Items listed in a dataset
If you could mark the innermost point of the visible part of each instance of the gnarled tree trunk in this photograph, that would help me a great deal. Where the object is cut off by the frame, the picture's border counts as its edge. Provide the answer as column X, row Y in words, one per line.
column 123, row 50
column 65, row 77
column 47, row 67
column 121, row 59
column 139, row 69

* [Stated problem]
Retype every one of the records above word for word, keeping each line unchanged.

* [The answer]
If you could mark the innermost point of the visible part of each instance of the gnarled tree trunk in this photograph, that would help me a great deal. Where the object is cut off by the frame, the picture's border counts as its edge. Provide the answer as column X, row Y in words, one per line.
column 123, row 50
column 65, row 77
column 47, row 67
column 121, row 59
column 139, row 69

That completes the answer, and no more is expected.